Your objective:
Down to the last line, retype each line of the entries exactly, starting with the one that contains "Question. For every instance of the distant village".
[Records for this exercise]
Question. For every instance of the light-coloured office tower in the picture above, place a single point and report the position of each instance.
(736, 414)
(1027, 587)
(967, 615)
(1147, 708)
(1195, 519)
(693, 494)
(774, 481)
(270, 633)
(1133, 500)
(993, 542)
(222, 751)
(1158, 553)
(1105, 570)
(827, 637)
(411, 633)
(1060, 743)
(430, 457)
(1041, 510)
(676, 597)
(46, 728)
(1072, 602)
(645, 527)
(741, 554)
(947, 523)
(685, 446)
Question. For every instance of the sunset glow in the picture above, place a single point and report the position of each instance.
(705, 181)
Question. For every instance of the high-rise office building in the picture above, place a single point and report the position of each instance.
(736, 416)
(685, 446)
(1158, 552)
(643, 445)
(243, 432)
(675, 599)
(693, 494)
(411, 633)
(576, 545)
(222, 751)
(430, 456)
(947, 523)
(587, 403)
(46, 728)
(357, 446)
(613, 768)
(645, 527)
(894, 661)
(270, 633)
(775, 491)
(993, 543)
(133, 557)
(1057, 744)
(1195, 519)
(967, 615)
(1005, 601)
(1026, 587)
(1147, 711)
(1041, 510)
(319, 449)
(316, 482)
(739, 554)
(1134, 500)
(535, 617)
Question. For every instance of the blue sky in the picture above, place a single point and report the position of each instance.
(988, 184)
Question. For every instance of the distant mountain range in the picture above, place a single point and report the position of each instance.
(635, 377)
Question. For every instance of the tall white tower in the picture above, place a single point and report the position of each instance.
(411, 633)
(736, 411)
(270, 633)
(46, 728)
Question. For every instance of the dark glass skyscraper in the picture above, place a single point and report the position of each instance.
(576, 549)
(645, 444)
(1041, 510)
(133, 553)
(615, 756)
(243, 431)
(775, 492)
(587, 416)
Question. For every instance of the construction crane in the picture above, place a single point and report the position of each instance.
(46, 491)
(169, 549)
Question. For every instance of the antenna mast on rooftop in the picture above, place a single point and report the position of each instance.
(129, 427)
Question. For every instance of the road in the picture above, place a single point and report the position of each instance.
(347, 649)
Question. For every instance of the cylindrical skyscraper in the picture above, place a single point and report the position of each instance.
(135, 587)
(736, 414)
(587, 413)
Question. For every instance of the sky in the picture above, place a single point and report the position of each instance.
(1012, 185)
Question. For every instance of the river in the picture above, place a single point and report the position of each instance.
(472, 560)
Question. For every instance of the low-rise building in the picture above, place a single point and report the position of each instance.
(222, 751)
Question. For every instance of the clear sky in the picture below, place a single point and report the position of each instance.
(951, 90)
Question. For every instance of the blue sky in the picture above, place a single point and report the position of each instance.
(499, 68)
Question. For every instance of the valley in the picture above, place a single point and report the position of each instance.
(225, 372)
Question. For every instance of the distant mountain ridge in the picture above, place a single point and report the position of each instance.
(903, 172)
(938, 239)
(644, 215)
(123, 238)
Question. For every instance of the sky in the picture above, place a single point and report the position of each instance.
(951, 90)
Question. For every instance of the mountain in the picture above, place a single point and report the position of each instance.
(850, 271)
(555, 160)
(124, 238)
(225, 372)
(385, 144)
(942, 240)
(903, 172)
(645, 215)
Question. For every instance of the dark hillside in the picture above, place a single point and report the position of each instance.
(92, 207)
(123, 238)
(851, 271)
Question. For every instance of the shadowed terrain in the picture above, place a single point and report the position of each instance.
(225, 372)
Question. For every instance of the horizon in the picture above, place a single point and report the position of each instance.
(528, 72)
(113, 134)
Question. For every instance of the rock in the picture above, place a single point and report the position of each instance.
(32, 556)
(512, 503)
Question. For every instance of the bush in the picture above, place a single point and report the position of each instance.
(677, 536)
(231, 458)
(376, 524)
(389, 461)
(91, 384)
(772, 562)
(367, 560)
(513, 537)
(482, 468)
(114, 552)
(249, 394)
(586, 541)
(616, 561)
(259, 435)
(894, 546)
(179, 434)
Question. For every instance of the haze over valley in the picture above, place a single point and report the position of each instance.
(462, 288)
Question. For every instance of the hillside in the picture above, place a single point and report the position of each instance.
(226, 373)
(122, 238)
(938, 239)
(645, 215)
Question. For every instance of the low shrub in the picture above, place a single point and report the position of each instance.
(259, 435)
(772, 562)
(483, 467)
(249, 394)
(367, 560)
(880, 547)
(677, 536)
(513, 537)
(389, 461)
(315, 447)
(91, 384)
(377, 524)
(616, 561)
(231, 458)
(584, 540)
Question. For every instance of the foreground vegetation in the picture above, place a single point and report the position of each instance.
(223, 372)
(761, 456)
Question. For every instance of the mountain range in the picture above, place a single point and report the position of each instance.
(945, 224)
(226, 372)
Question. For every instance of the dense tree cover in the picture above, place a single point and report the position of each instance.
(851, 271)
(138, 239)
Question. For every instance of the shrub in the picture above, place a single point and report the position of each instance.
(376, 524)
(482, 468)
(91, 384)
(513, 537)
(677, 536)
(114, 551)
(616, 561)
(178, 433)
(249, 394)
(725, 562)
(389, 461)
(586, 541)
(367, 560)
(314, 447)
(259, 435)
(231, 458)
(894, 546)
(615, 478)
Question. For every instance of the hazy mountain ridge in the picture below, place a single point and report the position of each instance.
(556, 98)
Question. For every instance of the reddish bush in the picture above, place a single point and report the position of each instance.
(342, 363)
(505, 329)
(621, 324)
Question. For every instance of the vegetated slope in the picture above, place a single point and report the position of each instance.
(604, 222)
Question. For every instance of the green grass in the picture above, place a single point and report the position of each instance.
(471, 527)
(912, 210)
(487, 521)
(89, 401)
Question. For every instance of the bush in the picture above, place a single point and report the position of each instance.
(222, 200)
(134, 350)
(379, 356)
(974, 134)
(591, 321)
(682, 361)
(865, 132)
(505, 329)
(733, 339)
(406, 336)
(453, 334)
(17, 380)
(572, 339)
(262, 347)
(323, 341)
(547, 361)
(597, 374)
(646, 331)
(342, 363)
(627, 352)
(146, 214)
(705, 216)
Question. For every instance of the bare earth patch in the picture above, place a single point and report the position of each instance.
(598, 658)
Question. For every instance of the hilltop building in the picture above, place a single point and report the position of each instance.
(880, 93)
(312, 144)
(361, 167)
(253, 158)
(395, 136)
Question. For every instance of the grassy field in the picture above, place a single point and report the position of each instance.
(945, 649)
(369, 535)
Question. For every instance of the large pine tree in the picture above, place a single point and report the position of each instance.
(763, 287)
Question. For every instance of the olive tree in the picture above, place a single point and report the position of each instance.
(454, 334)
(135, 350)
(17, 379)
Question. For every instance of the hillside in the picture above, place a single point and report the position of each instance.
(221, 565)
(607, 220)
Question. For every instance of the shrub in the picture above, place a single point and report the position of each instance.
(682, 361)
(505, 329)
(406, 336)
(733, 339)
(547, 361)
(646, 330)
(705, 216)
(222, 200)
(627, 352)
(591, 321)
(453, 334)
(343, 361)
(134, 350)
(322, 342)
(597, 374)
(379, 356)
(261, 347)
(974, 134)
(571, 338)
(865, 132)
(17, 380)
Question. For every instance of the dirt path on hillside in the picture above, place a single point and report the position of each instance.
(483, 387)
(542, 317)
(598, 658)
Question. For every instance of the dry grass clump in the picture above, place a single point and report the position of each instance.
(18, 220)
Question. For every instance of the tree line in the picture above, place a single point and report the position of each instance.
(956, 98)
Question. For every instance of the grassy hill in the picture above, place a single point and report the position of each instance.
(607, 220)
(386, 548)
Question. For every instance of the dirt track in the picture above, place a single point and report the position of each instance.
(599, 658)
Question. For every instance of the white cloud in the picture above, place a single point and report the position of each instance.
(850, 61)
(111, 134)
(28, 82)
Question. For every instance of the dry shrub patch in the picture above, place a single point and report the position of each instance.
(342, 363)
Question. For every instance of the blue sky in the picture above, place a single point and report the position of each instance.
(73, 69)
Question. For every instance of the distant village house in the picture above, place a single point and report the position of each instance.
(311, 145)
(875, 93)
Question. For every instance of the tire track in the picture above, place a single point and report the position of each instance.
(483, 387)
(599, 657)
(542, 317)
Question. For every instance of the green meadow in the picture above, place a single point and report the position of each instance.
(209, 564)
[/Records for this exercise]
Finished task:
Question. For every instance of the distant village house in the picture above, place a single point and report the position of each instance.
(311, 145)
(875, 93)
Question. For every instance of the tire track in the picture above, place a single point and report the position of each instance.
(483, 387)
(599, 657)
(542, 317)
Question. For every instance of the green meadow in the picture above, place a single point and report the position of each instance.
(209, 564)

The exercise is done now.